Si hay algo que los grandes regímenes totalitarios de la historia reciente han aprendido de quienes nos precedieron en el tiempo, es que el poder debe ir revestido de ciertas manifestaciones externas destinadas a legitimarlo, a epatar a los súbditos, subyugados de esta manera ante la expresión humana de una potestas que en la mayor parte de los casos (incluso, aún hoy) se presenta como algo divino; con el refrendo frecuente de la religión oficial del Estado. Pero si los dictadores (con independencia del signo) han tenido de siempre esta tendencia a la divinización, es porque sus subordinados necesitaban verlos como algo inalcanzable, de sangre azul y reflejos áureos. ¿Cómo, si no, justificar el poder absoluto? Aun cuando parezca una paradoja, es mucho más fácil vivir bajo un gobierno duro y obsequioso que en una democracia necesitada de esfuerzos colectivos y personales cotidianos para llevarla a buen puerto; y esto lo debió saber bien uno de los más grandes estadistas que ha dado la historia de la humanidad: Octaviano, hijo adoptivo de César, tan ligados ambos a la historia antigua de Córdoba.

> [Registros de datos]:

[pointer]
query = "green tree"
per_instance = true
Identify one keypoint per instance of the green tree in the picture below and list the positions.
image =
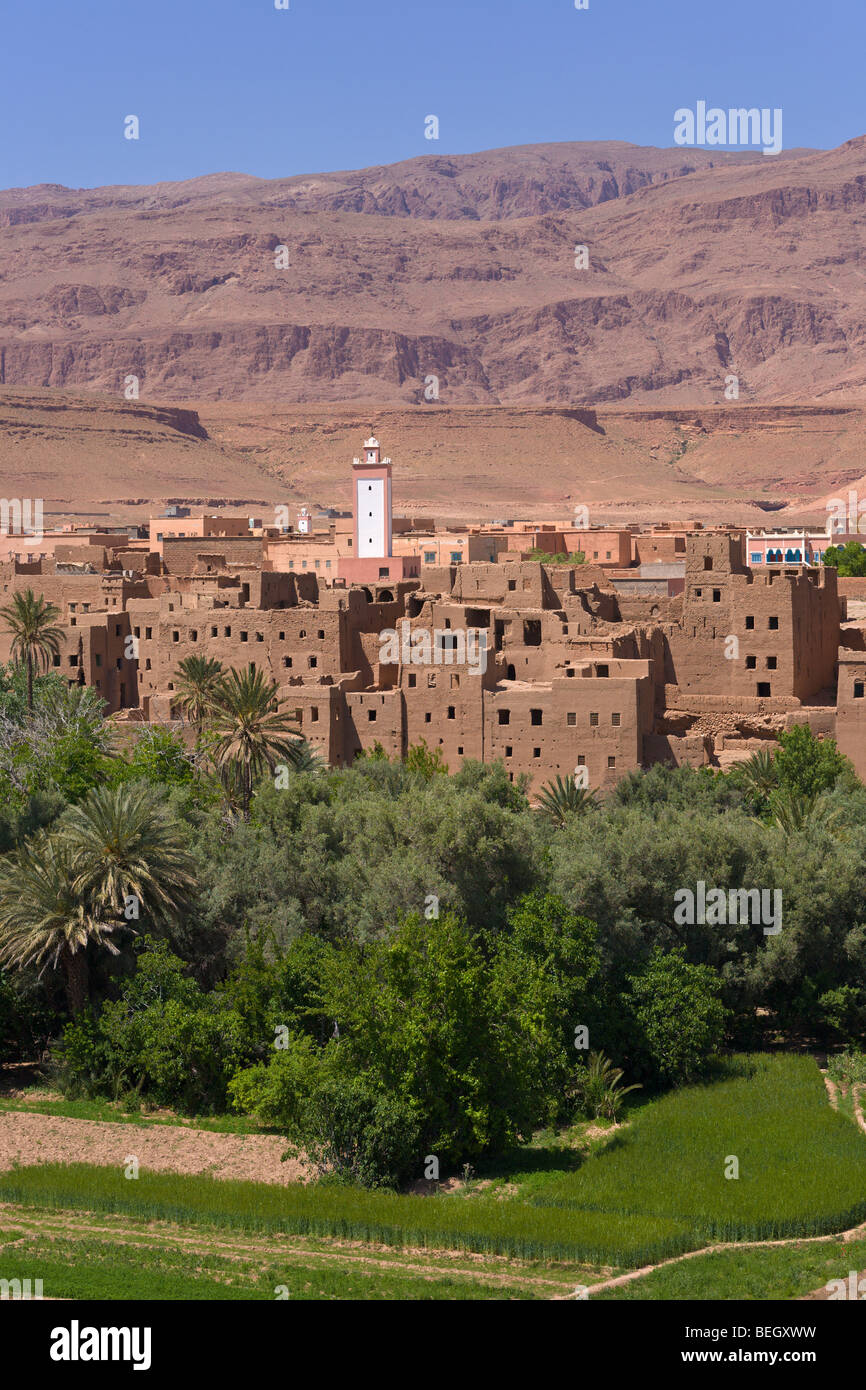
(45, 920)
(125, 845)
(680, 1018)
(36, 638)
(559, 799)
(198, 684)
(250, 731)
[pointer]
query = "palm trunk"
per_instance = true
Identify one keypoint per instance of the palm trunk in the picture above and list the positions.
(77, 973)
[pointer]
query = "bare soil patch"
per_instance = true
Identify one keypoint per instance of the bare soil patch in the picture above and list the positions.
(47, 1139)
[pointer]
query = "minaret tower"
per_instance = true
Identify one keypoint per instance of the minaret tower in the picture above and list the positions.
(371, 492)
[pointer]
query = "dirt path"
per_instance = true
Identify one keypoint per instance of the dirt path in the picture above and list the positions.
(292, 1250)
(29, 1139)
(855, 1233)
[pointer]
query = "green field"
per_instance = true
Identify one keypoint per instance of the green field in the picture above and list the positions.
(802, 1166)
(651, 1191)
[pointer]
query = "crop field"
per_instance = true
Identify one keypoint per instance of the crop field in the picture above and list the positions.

> [Detalles de tarea]: ¿Cómo seguiría el texto sobre Octaviano y la legitimación del poder? Continúalo a partir de su última oración. Los registros constituyen un material independiente.

> [Resultado de tarea]:
César murió a las puertas del Senado por defender un nuevo concepto del poder inspirado en modelos helenísticos que habían alcanzado en Alejandro Magno su expresión más conspicua. Los patres de la patria, guardianes celosos de los viejos valores republicanos, alarmados por el creciente protagonismo del gran Julio, no dudaron en acabar con su vida, convirtiéndose así en epígonos de unos valores que ellos mismos intuían periclitar. En este contexto, Octavio sucedió a su padre adoptivo perfectamente consciente de los peligros que implicaba mantener su línea política. Sin embargo, dando muestras de una claridad de juicio y una visión de Estado poco común, inició una campaña de imagen que día a día fue infiltrando entre sus contemporáneos nuevos valores ideológicos, suficientes para justificar que en pocos años él pasara a detentar de forma natural y en solitario los más altos poderes de Roma. Comenzó permitiendo que el propio César fuera divinizado, con el argumento de que a su muerte había aparecido un cometa en el cielo (el sidus Iulium ) que permaneció visible varios días. Dicha medida lo convirtió, de entrada, en divi filius , con todas las implicaciones que ello conllevaba. Continuó con una exaltación de las virtudes más excelsas del carácter romano, entre ellas la pietas (el respeto a los antepasados, a las tradiciones, a la esencia definitoria de Roma como cultura) y la virtus (el valor, la austeridad, la hombría de bien), y no dudó en remitir su árbol genealógico a Venus y Apolo, entre los miembros del panteón olímpico, y a Eneas y a Rómulo, como fundadores de Roma, aunque para ello tuvo que poner en nómina a escritores como Virgilio, cuya Eneida nació para justificar las necesidades políticas del nuevo princeps . Sin duda, un modelo muy imitado desde entonces.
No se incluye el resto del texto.